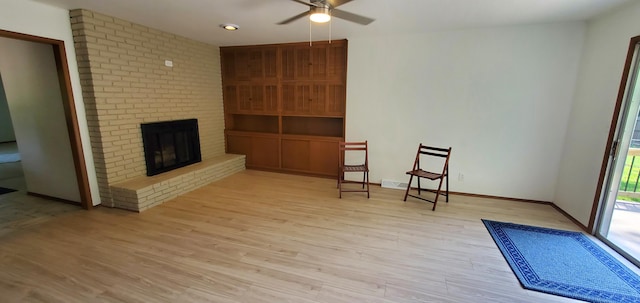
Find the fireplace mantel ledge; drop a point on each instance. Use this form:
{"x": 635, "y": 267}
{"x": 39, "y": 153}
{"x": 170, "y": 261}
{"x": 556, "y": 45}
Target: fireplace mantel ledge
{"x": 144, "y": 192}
━━━━
=== Work to do ===
Please retype the listing above word for word, leaving out the picture.

=== Answer to this problem ===
Find the fireplace mantel ledge; drop a point on each instance. Use this form:
{"x": 635, "y": 267}
{"x": 39, "y": 153}
{"x": 170, "y": 261}
{"x": 556, "y": 45}
Target: fireplace mantel ledge
{"x": 144, "y": 192}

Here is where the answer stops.